# SELECTED TEXT start
Friday, 16 November 2018 - 10:33am

Diving for gold

6 min read

News article photos (1 items)

bruce stairs

In the final part of our series on police diving, Senior Sergeant Bruce Adams, O/C Police National Dive Squad, talks to Fiona Morris about some of the challenges our divers face today.


While the rest of us are dusting off the fishing rods and digging out our togs, the Police National Dive Squad (PNDS) is preparing for the worst.

“It’s certainly a lot busier in the summer months,” says PNDS O/C Senior Sergeant Bruce Adams. “We see the same old avoidable accidents. There’s lot of basic things that go wrong like people not wearing life jackets, or diving alone, or running out of air.”

From its base in Lower Hutt, the squad’s four full-time and eight on-call staff respond to between 60 and 70 callouts each year, including upward of 25 body recoveries.

Bruce says diving to retrieve bodies is definitely not everyone’s cup of tea but for the dedicated team, finding bodies in water is part of life.

“Ninety percent of the time we can’t see what we’re doing,” he says. “It’s a demanding job. We work in every sort of condition, from extreme heat to extreme cold and everything in between.”

Around 83 police officers have worked in the squad over the past 50 years.

dive equipment

It began with a small group of enthusiastic young police who saw a job that needed doing so jumped into dangerous seas, rivers and sewers using their own dive gear to search for bodies and evidence.

They received no additional pay and held full-time policing roles elsewhere. They were leaders, says Bruce, who left a legacy of determination and search discipline which holds strong.
# SELECTED TEXT end
# STORED DATA start
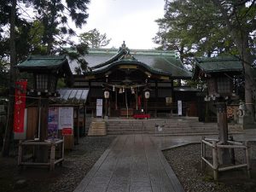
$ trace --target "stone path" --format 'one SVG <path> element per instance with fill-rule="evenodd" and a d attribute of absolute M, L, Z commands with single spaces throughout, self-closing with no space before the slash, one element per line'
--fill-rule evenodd
<path fill-rule="evenodd" d="M 74 192 L 184 192 L 148 135 L 118 136 Z"/>

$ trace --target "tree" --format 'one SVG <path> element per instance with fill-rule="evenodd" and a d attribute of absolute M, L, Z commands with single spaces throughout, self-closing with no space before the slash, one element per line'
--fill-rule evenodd
<path fill-rule="evenodd" d="M 212 0 L 221 13 L 222 24 L 229 30 L 235 43 L 240 59 L 244 67 L 245 101 L 250 115 L 254 116 L 253 98 L 256 98 L 256 84 L 253 77 L 252 67 L 256 59 L 255 35 L 256 6 L 255 0 L 220 1 Z M 247 6 L 247 3 L 248 6 Z M 254 53 L 254 55 L 253 55 Z"/>
<path fill-rule="evenodd" d="M 5 131 L 5 138 L 2 154 L 3 155 L 8 155 L 9 151 L 9 143 L 10 136 L 13 128 L 13 113 L 14 113 L 14 95 L 15 95 L 15 65 L 17 63 L 17 54 L 16 54 L 16 45 L 19 41 L 17 38 L 20 37 L 19 40 L 22 42 L 25 39 L 24 35 L 26 32 L 20 33 L 20 36 L 17 36 L 18 32 L 29 32 L 29 27 L 23 26 L 23 27 L 18 27 L 18 21 L 22 15 L 19 12 L 20 9 L 26 12 L 29 17 L 30 15 L 22 8 L 24 1 L 21 0 L 4 0 L 0 3 L 0 26 L 8 27 L 9 25 L 9 35 L 8 37 L 9 42 L 9 47 L 6 51 L 6 57 L 9 61 L 9 117 L 8 123 Z M 44 26 L 43 35 L 42 35 L 42 44 L 46 46 L 46 53 L 53 54 L 58 51 L 58 48 L 61 45 L 66 44 L 67 41 L 63 40 L 64 36 L 67 34 L 73 35 L 74 31 L 68 27 L 67 18 L 70 17 L 73 21 L 74 21 L 76 26 L 81 27 L 83 24 L 86 23 L 86 19 L 88 17 L 87 3 L 90 0 L 66 0 L 62 3 L 61 0 L 26 0 L 26 7 L 31 5 L 34 8 L 35 12 L 37 12 L 35 18 L 39 20 Z M 19 7 L 17 7 L 19 4 Z M 24 6 L 23 6 L 24 7 Z M 2 12 L 3 11 L 3 12 Z M 35 19 L 32 18 L 32 20 Z M 27 21 L 23 18 L 23 20 Z M 26 22 L 31 23 L 31 21 Z M 39 25 L 40 26 L 40 25 Z M 1 39 L 3 39 L 3 31 L 0 30 Z M 26 36 L 26 38 L 27 36 Z M 28 38 L 27 38 L 28 39 Z M 67 38 L 68 40 L 68 38 Z M 26 41 L 26 44 L 29 41 Z M 73 44 L 72 42 L 68 42 Z M 31 44 L 27 44 L 27 49 L 32 50 Z M 57 45 L 57 46 L 56 46 Z M 25 48 L 25 49 L 24 49 Z M 56 49 L 57 48 L 57 49 Z M 23 44 L 23 49 L 26 49 Z M 8 54 L 9 51 L 9 54 Z M 27 56 L 30 53 L 27 51 L 22 53 L 22 56 Z"/>
<path fill-rule="evenodd" d="M 211 2 L 201 0 L 166 1 L 165 16 L 156 20 L 159 32 L 154 38 L 160 49 L 177 50 L 181 60 L 211 56 L 230 49 L 227 29 L 218 24 L 218 13 Z M 209 19 L 211 18 L 211 19 Z"/>
<path fill-rule="evenodd" d="M 239 55 L 244 66 L 245 100 L 252 115 L 255 9 L 255 0 L 166 0 L 165 17 L 157 20 L 160 32 L 154 38 L 161 48 L 179 51 L 181 58 Z"/>
<path fill-rule="evenodd" d="M 107 38 L 107 34 L 101 34 L 96 29 L 90 30 L 79 35 L 80 40 L 84 44 L 88 44 L 90 48 L 101 48 L 107 46 L 111 38 Z"/>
# STORED DATA end
**EXERCISE TASKS**
1. Answer these questions using the article on the Police National Dive Squad.
(a) Where is the squad based?
(b) About how many police officers have worked in the squad over the past 50 years?
(c) Whose dive gear did the squad's first members use?
2. In the article on the Police National Dive Squad, rewrite the paragraph beginning "It began with a small group" more concisely while keeping its main facts.
3. Write the next part of the article on the Police National Dive Squad, picking up where the article stops.

**ANSWERS TO THE EXERCISES**
1.
(a) Lower Hutt
(b) Around 83
(c) Their own

2. The squad started with a small group of keen young police officers who saw that the work needed doing and used their own dive gear to search dangerous seas, rivers and sewers for bodies and evidence.

3.
The job has changed out of sight in Bruce’s 26 years with the squad, not least in the way potential candidates are prepared for the job.

“I was a freediver and had done water sports but hadn’t done any scuba diving,” he says. “The first time I put a regulator in my mouth was my first day on the Navy course.”

A change in thinking led to the development of a selection process “to make sure we’re fit for purpose before we send them away”.

It assesses a candidate’s fitness, with opportunities to train with squad members; their motivation; and the mental fortitude required for the work. They must remain on top of regular policing: “you’ve got to be able to do the day job”.

Before the selection process was established, around half of Police’s candidates failed the Navy course. Though the Navy course has an overall failure rate of around 50 percent, Police candidates now usually get through, and sometimes top the course.

The equipment has been transformed from its basic beginnings to state-of-the-art technology – full-face masks with wireless comms; through-water speakers; multiple mouth pieces; suits which completely seal out contaminated water; advanced camera equipment; livestream video capability so officers can direct an underwater search from dry land.

“It’s a sign of Police's commitment to diving as well as the change in technology available,” says Bruce.

While the people are better prepared and equipped to perform more safely and efficiently, the basic nature of the job has not changed. Over time the squad has developed an empathetic approach which Bruce says he’s pleased to see being embraced across Police.

adams empathy

'You’re doing the best you can for the family, friends, and community'.

“A big one with recovering drowning victims is that you’re working for the family, trying to provide closure.

“It’s going back to the core of policing. They’re the victims. So now you’re doing the best you can for the family, friends, and community.

“We don’t own the person that’s passed away. It’s about dealing with people with professionalism, and respecting any cultural considerations as well.

“We’ve sat on the river bank in Napier for a Polynesian gentleman who drowned, and waited for the family to bring a particular special mat where they placed him, covered up within the stretcher, and said prayers.

“It might take us a bit longer to get from the recovery to the mortuary but that doesn’t really matter unless there is any risk of degrading the evidential side of things.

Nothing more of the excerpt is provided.